## Listed entries
>> Begin

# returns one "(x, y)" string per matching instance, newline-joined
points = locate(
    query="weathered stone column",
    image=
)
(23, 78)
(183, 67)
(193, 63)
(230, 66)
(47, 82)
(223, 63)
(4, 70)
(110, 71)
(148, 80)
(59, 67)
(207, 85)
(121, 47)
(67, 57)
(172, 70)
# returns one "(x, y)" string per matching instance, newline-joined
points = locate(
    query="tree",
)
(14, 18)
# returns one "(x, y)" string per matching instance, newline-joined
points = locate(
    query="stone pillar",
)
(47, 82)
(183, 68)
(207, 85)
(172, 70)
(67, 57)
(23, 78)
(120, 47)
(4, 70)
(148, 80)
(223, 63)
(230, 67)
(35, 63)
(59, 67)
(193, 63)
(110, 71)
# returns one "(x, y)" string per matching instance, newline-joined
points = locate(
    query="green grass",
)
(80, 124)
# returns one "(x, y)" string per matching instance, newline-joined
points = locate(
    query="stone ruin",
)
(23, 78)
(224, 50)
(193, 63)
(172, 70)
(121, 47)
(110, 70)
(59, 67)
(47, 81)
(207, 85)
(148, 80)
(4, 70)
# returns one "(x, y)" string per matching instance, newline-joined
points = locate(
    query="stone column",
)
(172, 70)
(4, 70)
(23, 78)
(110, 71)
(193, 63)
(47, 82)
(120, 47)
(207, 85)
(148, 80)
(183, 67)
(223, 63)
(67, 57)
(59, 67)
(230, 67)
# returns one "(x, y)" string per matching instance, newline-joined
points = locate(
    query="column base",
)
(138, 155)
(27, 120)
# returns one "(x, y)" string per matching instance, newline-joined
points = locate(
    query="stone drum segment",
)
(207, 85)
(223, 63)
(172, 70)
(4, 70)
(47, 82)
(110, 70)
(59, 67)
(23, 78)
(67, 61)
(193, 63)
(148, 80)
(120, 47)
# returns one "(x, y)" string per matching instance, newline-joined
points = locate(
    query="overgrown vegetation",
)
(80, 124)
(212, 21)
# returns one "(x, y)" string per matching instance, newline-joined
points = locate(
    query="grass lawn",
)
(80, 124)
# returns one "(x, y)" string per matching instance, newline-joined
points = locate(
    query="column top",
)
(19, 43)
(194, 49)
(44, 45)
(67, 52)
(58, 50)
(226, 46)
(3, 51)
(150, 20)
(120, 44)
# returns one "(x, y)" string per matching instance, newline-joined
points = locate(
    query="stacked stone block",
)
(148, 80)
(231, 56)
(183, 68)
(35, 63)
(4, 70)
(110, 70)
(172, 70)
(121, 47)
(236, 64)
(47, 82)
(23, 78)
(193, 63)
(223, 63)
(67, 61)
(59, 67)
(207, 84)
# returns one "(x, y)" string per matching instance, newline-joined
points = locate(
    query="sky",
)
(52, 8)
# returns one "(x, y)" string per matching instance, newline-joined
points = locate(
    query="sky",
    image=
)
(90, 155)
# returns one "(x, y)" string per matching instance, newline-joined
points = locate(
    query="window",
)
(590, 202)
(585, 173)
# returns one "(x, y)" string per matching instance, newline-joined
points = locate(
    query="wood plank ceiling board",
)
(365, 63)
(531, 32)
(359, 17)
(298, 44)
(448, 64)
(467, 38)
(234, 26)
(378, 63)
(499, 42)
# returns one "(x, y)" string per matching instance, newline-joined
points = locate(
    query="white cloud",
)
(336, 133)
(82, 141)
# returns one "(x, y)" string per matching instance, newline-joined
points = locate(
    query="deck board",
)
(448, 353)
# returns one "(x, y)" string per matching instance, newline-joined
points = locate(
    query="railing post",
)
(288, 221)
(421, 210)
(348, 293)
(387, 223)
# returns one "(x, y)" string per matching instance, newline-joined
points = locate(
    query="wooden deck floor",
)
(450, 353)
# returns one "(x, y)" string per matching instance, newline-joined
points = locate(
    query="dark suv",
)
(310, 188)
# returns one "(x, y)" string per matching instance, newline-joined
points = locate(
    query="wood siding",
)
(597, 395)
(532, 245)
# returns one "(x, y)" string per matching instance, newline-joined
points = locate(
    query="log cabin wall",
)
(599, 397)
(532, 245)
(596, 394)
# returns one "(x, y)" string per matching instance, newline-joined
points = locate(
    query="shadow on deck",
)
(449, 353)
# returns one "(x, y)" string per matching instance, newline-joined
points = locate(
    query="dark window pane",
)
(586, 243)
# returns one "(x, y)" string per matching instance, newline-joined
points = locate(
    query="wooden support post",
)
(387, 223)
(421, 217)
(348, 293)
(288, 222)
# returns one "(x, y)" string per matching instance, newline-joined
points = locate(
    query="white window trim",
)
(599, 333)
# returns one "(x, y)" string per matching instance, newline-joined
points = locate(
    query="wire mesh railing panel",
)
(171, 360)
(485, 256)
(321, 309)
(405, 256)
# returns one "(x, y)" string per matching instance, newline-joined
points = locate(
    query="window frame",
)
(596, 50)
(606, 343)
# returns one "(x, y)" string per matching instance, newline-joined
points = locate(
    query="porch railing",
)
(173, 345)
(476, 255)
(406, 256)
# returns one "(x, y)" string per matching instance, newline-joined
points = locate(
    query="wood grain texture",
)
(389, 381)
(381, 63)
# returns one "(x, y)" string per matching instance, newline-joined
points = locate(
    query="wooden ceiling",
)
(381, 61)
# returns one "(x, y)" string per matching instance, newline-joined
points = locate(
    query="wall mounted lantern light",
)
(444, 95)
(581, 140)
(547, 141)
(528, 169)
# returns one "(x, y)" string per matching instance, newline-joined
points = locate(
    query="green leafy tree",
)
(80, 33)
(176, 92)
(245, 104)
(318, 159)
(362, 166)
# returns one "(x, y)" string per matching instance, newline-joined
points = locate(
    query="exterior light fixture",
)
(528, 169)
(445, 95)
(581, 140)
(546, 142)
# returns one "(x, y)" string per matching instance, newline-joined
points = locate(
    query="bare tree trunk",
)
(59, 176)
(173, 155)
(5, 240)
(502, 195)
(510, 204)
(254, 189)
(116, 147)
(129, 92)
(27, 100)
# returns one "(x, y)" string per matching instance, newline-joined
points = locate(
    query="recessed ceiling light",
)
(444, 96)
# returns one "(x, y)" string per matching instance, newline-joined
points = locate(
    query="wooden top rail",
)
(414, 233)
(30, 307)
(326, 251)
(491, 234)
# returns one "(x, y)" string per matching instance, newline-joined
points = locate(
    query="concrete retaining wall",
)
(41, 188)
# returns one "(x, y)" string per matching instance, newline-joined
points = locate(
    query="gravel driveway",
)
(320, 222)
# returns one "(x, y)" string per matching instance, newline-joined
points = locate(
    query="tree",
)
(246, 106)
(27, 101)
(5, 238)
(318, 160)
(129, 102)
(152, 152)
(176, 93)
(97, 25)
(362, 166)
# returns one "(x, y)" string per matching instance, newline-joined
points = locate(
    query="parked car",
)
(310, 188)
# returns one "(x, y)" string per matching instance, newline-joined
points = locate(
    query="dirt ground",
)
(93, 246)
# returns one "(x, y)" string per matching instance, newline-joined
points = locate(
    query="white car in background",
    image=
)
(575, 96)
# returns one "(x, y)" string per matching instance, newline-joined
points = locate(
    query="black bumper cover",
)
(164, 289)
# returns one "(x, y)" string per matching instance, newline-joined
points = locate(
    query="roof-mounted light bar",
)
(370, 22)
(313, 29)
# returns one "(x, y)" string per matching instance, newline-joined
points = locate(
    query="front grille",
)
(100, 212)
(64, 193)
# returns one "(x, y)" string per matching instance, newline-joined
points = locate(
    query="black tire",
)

>> End

## Task description
Each entry is to be returned in full, character for character.

## Solution for this exercise
# returns one "(x, y)" string per matching instance, newline-joined
points = locate(
    query="weathered stone column",
    image=
)
(23, 78)
(183, 67)
(193, 63)
(230, 66)
(47, 82)
(223, 63)
(4, 70)
(110, 71)
(148, 80)
(59, 67)
(207, 85)
(121, 47)
(67, 57)
(172, 70)
# returns one "(x, y)" string per matching instance, newline-joined
points = locate(
    query="tree",
)
(14, 18)
# returns one "(x, y)" string per matching instance, newline-joined
points = locate(
    query="stone pillar",
)
(47, 82)
(183, 68)
(207, 85)
(172, 70)
(67, 57)
(23, 78)
(120, 47)
(4, 70)
(148, 80)
(223, 63)
(230, 67)
(35, 63)
(59, 67)
(193, 63)
(110, 71)
# returns one "(x, y)" string per matching instance, newline-joined
points = locate(
    query="green grass",
)
(80, 124)
# returns one "(x, y)" string per matching instance, newline-joined
points = locate(
    query="stone ruin",
)
(23, 78)
(224, 50)
(193, 63)
(172, 70)
(121, 47)
(110, 70)
(59, 67)
(47, 81)
(207, 85)
(148, 80)
(4, 70)
# returns one "(x, y)" string per matching instance, newline-joined
points = locate(
    query="stone column",
)
(172, 70)
(4, 70)
(23, 78)
(110, 71)
(193, 63)
(47, 82)
(120, 47)
(207, 85)
(148, 80)
(183, 67)
(223, 63)
(67, 57)
(59, 67)
(230, 67)
# returns one "(x, y)" string per matching instance, newline-joined
points = locate(
    query="column base",
)
(138, 155)
(27, 120)
# returns one "(x, y)" string per matching instance, newline-joined
points = locate(
    query="stone drum segment",
)
(207, 85)
(223, 63)
(172, 70)
(4, 70)
(47, 82)
(110, 70)
(59, 67)
(23, 78)
(67, 61)
(193, 63)
(148, 80)
(120, 47)
# returns one "(x, y)" string per matching instance, newline-joined
points = locate(
    query="overgrown vegetation",
)
(80, 124)
(212, 21)
# returns one "(x, y)" string per matching instance, newline-joined
points = locate(
    query="grass lawn",
)
(80, 124)
# returns one "(x, y)" string per matching instance, newline-joined
points = locate(
    query="column top",
)
(19, 43)
(194, 49)
(44, 45)
(67, 52)
(58, 50)
(226, 46)
(3, 51)
(150, 20)
(120, 44)
# returns one "(x, y)" string per matching instance, newline-joined
points = locate(
    query="stacked stone block",
)
(148, 80)
(231, 56)
(183, 68)
(35, 63)
(4, 70)
(110, 70)
(172, 70)
(121, 47)
(236, 64)
(47, 82)
(23, 78)
(193, 63)
(223, 63)
(67, 61)
(59, 67)
(207, 84)
# returns one "(x, y)" string per matching instance, newline-joined
points = locate(
    query="sky",
)
(52, 8)
# returns one "(x, y)" string per matching instance, newline-joined
points = locate(
    query="sky",
    image=
)
(90, 155)
# returns one "(x, y)" string per matching instance, newline-joined
points = locate(
    query="window",
)
(590, 202)
(585, 173)
# returns one "(x, y)" string per matching instance, newline-joined
points = locate(
    query="wood plank ceiling board",
)
(365, 63)
(531, 32)
(359, 17)
(298, 44)
(448, 64)
(467, 38)
(234, 26)
(378, 63)
(499, 42)
# returns one "(x, y)" string per matching instance, newline-joined
points = locate(
    query="white cloud",
)
(336, 133)
(82, 141)
# returns one "(x, y)" string per matching instance, newline-joined
points = locate(
    query="deck board",
)
(448, 353)
# returns one "(x, y)" string per matching instance, newline-joined
points = locate(
    query="railing post",
)
(288, 221)
(421, 210)
(348, 293)
(387, 223)
# returns one "(x, y)" string per matching instance, newline-joined
points = locate(
    query="wooden deck floor",
)
(450, 353)
# returns one "(x, y)" string per matching instance, newline-joined
points = locate(
    query="dark suv",
)
(310, 188)
# returns one "(x, y)" string per matching instance, newline-joined
points = locate(
    query="wood siding",
)
(597, 395)
(532, 245)
# returns one "(x, y)" string per matching instance, newline-joined
points = locate(
    query="log cabin wall",
)
(599, 397)
(532, 245)
(596, 394)
# returns one "(x, y)" string per matching instance, newline-joined
points = locate(
    query="shadow on deck",
)
(449, 353)
# returns one "(x, y)" string per matching instance, newline-joined
points = locate(
    query="dark window pane",
)
(586, 243)
# returns one "(x, y)" string per matching instance, newline-joined
points = locate(
    query="wooden support post",
)
(387, 223)
(421, 217)
(348, 293)
(288, 222)
# returns one "(x, y)" string per matching instance, newline-joined
points = locate(
    query="white window trim",
)
(599, 333)
# returns one "(x, y)" string per matching instance, newline-joined
points = locate(
    query="wire mesh railing panel",
)
(171, 360)
(485, 256)
(321, 309)
(405, 256)
# returns one "(x, y)" string per matching instance, newline-joined
points = locate(
    query="window frame",
)
(596, 50)
(606, 343)
# returns one "(x, y)" string per matching instance, newline-joined
points = locate(
    query="porch railing",
)
(173, 345)
(476, 255)
(406, 256)
# returns one "(x, y)" string per matching instance, newline-joined
points = locate(
    query="wood grain texture",
)
(389, 381)
(381, 63)
# returns one "(x, y)" string per matching instance, newline-joined
points = locate(
    query="wooden ceiling",
)
(381, 61)
# returns one "(x, y)" string per matching instance, newline-joined
points = locate(
    query="wall mounted lantern light",
)
(444, 95)
(581, 140)
(547, 141)
(528, 169)
# returns one "(x, y)" string per matching instance, newline-joined
points = locate(
    query="green leafy tree",
)
(80, 33)
(176, 92)
(245, 104)
(318, 159)
(362, 166)
# returns one "(x, y)" string per matching instance, newline-joined
points = locate(
    query="exterior light fixture",
)
(528, 169)
(445, 95)
(581, 140)
(546, 142)
# returns one "(x, y)" string per matching instance, newline-joined
points = locate(
    query="bare tree trunk",
)
(59, 176)
(173, 155)
(5, 240)
(502, 195)
(510, 204)
(254, 189)
(116, 147)
(129, 92)
(27, 100)
# returns one "(x, y)" string per matching instance, newline-joined
points = locate(
    query="recessed ceiling light",
)
(444, 96)
# returns one "(x, y)" string per matching instance, newline-joined
points = locate(
    query="wooden top rail",
)
(414, 233)
(30, 307)
(326, 251)
(491, 234)
# returns one "(x, y)" string per matching instance, newline-joined
points = locate(
    query="concrete retaining wall",
)
(41, 188)
# returns one "(x, y)" string per matching instance, newline-joined
points = locate(
    query="gravel driveway",
)
(320, 222)
# returns one "(x, y)" string per matching instance, newline-joined
points = locate(
    query="tree",
)
(246, 106)
(27, 101)
(5, 238)
(318, 160)
(129, 102)
(152, 152)
(176, 93)
(97, 25)
(362, 166)
# returns one "(x, y)" string per matching instance, newline-joined
points = locate(
    query="parked car",
)
(310, 188)
# returns one "(x, y)" string per matching instance, newline-joined
points = locate(
    query="dirt ground",
)
(93, 246)
# returns one "(x, y)" string per matching instance, newline-joined
points = locate(
    query="white car in background",
    image=
)
(575, 96)
# returns one "(x, y)" string per matching instance, newline-joined
points = locate(
    query="black bumper cover",
)
(164, 289)
# returns one "(x, y)" string per matching instance, newline-joined
points = locate(
    query="roof-mounted light bar",
)
(370, 22)
(313, 29)
# returns one "(x, y)" string per matching instance, newline-joined
points = locate(
    query="front grille",
)
(100, 212)
(64, 193)
# returns one "(x, y)" string per matching instance, newline-joined
points = locate(
    query="black tire",
)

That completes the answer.